(GIVEN PROBLEM) Reproduce the data below verbatim, without changing any wording or coordinates. Omit the pictures from your reproduction.

(DATA TO USE)
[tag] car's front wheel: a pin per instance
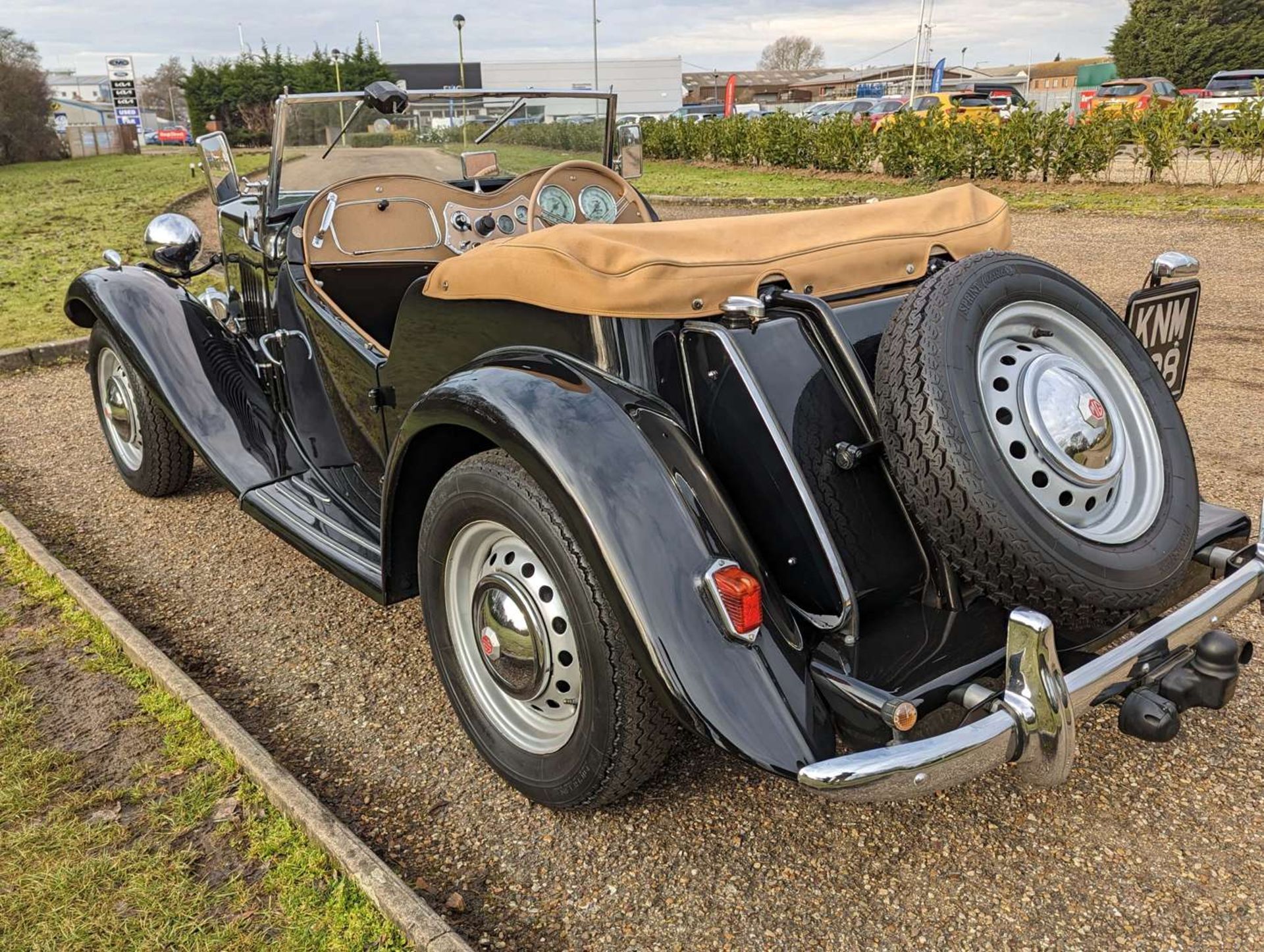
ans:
(527, 645)
(148, 450)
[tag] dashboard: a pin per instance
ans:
(400, 218)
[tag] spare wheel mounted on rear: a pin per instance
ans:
(1036, 442)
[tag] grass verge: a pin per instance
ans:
(185, 853)
(708, 180)
(60, 215)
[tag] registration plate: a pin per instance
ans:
(1162, 319)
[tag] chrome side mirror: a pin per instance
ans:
(1173, 265)
(630, 161)
(251, 186)
(221, 174)
(174, 242)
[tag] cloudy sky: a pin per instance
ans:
(725, 34)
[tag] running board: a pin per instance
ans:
(323, 527)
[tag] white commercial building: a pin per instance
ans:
(644, 86)
(67, 84)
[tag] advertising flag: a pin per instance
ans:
(937, 78)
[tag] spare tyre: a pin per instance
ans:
(1036, 443)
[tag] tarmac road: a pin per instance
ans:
(1149, 846)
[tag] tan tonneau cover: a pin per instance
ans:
(684, 269)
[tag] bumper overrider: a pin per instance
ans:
(1032, 722)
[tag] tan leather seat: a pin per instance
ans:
(685, 269)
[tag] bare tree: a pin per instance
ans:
(162, 92)
(791, 53)
(24, 130)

(TASK RESPONSE)
[tag] car's front wheel: a pin per instance
ans:
(527, 645)
(148, 450)
[tag] dashboard: a pin per instance
ans:
(400, 218)
[tag] spare wheel mounted on rear: a pin per instance
ans:
(1036, 442)
[tag] grass verge: a pin per instance
ans:
(185, 853)
(708, 180)
(60, 215)
[tag] registration plate: a pin per instance
ans:
(1162, 319)
[tag] chrome side mirror: a pin per instance
ans:
(1173, 265)
(630, 161)
(251, 186)
(221, 174)
(174, 242)
[tag] cloudy sky: a pin per instance
ans:
(725, 34)
[tag] running board: a pin per instance
ans:
(323, 527)
[tag] white commercial building: a pin per instance
ans:
(644, 86)
(67, 84)
[tag] advertising flag: a pin per instance
ans:
(937, 78)
[tag] spare tyre: a pin per instance
ans:
(1036, 443)
[tag] tarmac road: a pin per instance
ans:
(1149, 846)
[tag] tan tonneau cover: a pin per instance
ans:
(684, 269)
[tag] bumper overrider: a pin per instance
ans:
(1032, 722)
[tag] tan leather seat: a pin per instance
ans:
(685, 269)
[tag] bare tree: a pin per instance
ans:
(162, 92)
(791, 53)
(24, 130)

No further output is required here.